#### Task data

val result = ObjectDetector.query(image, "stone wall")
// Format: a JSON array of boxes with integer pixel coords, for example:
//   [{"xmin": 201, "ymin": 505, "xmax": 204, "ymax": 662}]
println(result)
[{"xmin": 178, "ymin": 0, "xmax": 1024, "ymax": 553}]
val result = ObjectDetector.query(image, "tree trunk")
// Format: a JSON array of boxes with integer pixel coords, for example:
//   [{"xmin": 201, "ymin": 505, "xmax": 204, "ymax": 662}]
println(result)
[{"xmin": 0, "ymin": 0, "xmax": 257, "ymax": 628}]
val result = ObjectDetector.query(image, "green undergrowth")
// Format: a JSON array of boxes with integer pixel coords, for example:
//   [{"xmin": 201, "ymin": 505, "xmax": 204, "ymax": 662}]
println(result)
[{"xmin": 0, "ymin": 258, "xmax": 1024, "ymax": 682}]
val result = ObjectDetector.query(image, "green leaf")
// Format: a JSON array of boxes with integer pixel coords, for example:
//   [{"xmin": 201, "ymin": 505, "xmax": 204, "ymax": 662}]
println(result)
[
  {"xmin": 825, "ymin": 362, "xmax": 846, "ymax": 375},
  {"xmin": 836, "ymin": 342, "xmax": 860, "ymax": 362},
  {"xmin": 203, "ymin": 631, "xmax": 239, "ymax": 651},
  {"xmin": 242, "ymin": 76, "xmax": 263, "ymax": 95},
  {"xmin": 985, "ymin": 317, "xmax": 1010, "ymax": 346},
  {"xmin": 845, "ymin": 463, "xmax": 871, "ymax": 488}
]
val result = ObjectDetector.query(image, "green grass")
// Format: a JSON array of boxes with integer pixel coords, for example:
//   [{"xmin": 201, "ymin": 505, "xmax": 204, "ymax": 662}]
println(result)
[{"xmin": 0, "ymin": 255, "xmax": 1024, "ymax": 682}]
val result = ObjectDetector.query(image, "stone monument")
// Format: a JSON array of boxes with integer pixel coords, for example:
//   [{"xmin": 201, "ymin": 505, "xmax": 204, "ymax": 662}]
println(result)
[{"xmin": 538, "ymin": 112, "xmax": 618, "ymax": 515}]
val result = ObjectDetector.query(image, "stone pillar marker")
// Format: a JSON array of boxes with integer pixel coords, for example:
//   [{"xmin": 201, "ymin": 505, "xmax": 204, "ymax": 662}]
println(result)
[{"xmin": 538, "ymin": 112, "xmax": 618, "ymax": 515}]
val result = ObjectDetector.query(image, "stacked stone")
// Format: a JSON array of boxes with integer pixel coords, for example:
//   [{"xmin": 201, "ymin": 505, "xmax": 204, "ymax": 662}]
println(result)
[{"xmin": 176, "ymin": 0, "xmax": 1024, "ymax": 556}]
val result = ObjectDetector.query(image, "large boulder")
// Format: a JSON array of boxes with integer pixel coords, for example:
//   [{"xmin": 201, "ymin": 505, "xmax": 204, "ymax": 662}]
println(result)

########

### [Your objective]
Find every line in the rows above that contains the string "stone", matching case exactly, and copy each of those lines.

### [Full output]
val result = ObjectDetector.query(image, "stone wall")
val result = ObjectDetector.query(image, "stone monument")
val result = ObjectDetector.query(image, "stone pillar marker")
val result = ObjectDetector.query(image, "stacked stone")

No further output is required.